• TEXTE FOURNI
Elena Butuşină
Université Babes-Bolyai, Cluj-Napoca, Roumanie
elena.butusina@gmail.com
À la recherche des Balkans – performer l’histoire personnelle
Retrouver les Balkans intérieurs après l’exil
Searching for the Balkans – a Personal History
Abstract: This paper presents the unusual perspective of contemporary Serbian artist Marina Abramović over the Balkan culture and history. It aims at underlining the manner in which Abramović performs her personal experience on the artistic stage, in an attempt to understand both her own past and the recent events of the conflicting Yugoslavian land. Analyzing the process of anamnesis and aesthetic expression, the vulnerable, yet crucial role of memory and the underlying mystic level of her creation, the essay finally emphasizes the way postmodern performance and body art approaches the relation between personal and collective biography in historically tormented areas such as the Balkans.
Keywords: Balkans; Serbia; Baroque; Marina Abramović; Contemporary art; Performance.

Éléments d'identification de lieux
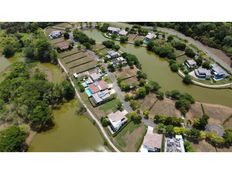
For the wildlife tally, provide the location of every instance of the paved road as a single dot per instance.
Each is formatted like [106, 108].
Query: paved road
[90, 113]
[199, 45]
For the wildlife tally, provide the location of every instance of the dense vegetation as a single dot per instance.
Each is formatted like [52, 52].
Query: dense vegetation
[27, 96]
[216, 35]
[12, 139]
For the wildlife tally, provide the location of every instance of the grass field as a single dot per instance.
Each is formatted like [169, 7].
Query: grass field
[130, 137]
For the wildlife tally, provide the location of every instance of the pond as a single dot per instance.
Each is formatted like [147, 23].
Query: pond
[157, 69]
[71, 133]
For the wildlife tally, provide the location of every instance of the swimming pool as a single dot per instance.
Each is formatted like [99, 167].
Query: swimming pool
[88, 92]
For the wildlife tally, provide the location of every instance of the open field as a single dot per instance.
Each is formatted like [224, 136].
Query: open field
[69, 53]
[58, 40]
[203, 146]
[73, 57]
[84, 67]
[165, 107]
[132, 81]
[79, 62]
[125, 73]
[217, 113]
[148, 102]
[130, 137]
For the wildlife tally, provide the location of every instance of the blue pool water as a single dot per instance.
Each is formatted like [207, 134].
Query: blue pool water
[88, 92]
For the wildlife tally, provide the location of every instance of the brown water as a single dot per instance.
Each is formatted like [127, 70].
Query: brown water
[158, 70]
[71, 133]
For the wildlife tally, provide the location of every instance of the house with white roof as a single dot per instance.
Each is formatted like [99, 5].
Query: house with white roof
[113, 30]
[150, 36]
[55, 34]
[218, 72]
[191, 64]
[174, 144]
[123, 32]
[152, 142]
[202, 73]
[117, 119]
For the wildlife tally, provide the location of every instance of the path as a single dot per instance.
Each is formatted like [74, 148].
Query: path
[90, 113]
[199, 45]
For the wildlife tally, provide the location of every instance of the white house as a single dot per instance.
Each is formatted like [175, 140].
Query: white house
[151, 142]
[174, 144]
[123, 33]
[191, 64]
[113, 30]
[150, 36]
[117, 119]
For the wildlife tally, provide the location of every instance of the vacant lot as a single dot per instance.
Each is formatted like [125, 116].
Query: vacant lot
[84, 67]
[131, 137]
[165, 107]
[203, 146]
[79, 62]
[148, 102]
[126, 72]
[217, 113]
[195, 111]
[132, 81]
[69, 53]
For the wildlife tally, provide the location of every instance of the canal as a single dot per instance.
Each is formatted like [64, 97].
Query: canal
[157, 69]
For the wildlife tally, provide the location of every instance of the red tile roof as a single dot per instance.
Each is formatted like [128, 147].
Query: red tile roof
[93, 88]
[102, 84]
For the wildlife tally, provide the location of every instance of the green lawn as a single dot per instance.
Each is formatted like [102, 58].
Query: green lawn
[110, 105]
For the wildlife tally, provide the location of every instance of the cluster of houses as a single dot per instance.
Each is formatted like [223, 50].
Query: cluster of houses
[115, 58]
[215, 71]
[96, 88]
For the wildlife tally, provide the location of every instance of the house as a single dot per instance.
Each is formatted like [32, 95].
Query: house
[113, 30]
[123, 33]
[202, 73]
[117, 119]
[93, 88]
[150, 36]
[101, 96]
[174, 144]
[218, 72]
[95, 76]
[63, 46]
[151, 142]
[119, 61]
[191, 64]
[55, 34]
[102, 85]
[112, 54]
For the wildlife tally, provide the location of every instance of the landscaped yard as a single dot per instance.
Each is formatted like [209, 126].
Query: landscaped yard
[130, 137]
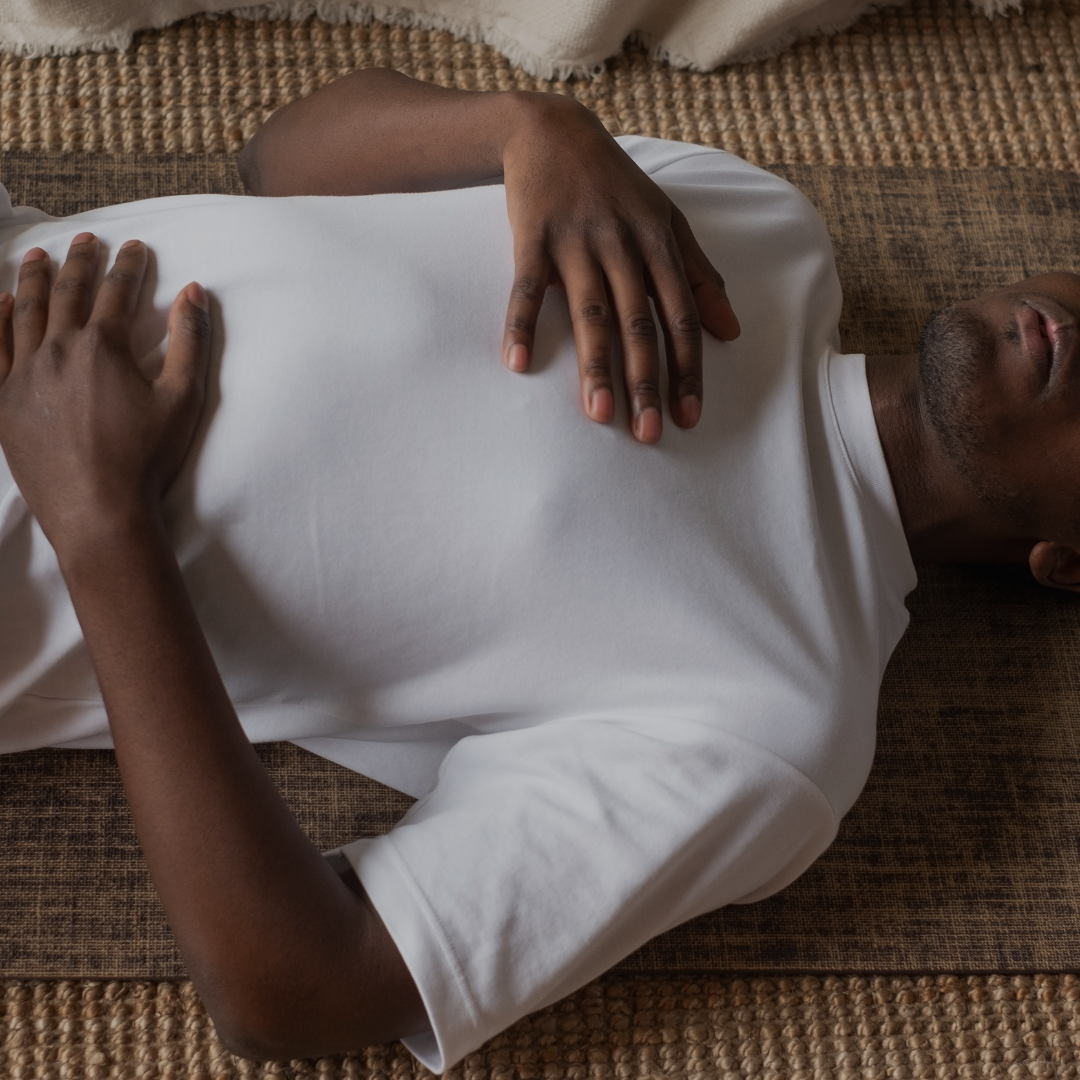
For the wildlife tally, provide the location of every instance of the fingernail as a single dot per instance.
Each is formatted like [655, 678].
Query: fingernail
[198, 296]
[689, 410]
[602, 405]
[647, 424]
[517, 358]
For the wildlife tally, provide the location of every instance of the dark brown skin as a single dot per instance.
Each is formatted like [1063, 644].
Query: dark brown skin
[1028, 402]
[584, 217]
[288, 960]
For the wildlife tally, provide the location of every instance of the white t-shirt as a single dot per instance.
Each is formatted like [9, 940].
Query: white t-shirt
[630, 684]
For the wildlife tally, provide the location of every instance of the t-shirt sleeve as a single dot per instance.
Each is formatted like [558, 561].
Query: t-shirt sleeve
[547, 854]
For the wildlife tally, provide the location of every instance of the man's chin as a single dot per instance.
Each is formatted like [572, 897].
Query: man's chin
[952, 349]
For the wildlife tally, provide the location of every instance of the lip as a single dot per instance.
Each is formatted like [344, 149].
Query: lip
[1048, 335]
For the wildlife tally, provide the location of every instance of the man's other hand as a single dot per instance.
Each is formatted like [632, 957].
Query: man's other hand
[89, 439]
[586, 218]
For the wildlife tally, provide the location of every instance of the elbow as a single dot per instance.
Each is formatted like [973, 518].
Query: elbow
[255, 1036]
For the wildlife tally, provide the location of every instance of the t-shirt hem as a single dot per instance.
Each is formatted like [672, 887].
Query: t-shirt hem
[414, 927]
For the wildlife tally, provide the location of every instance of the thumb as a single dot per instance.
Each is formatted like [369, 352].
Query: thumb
[710, 295]
[187, 359]
[7, 342]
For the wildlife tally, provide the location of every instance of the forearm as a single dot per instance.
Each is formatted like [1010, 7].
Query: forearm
[376, 130]
[262, 921]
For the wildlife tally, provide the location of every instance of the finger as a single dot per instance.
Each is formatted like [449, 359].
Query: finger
[118, 296]
[710, 294]
[70, 300]
[591, 314]
[640, 351]
[531, 277]
[7, 346]
[682, 328]
[30, 313]
[187, 359]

• TRAVAIL À FAIRE
Pour chaque affirmation, indiquez par oui ou par non si elle concorde avec le texte fourni, et citez à l'identique les mots du texte qui tranchent. 1. L'article étudie une artiste serbe contemporaine, Marina Abramović. 2. L'auteure est rattachée à une université située à Belgrade. 3. L'étude laisse de côté la biographie personnelle pour ne traiter que la biographie collective. Les entrées n'ont aucun rôle dans cet exercice.

• SOLUTION RÉDIGÉE
1. Oui : « contemporary Serbian artist Marina Abramović ».
2. Non : « Université Babes-Bolyai, Cluj-Napoca, Roumanie ».
3. Non : « the relation between personal and collective biography ».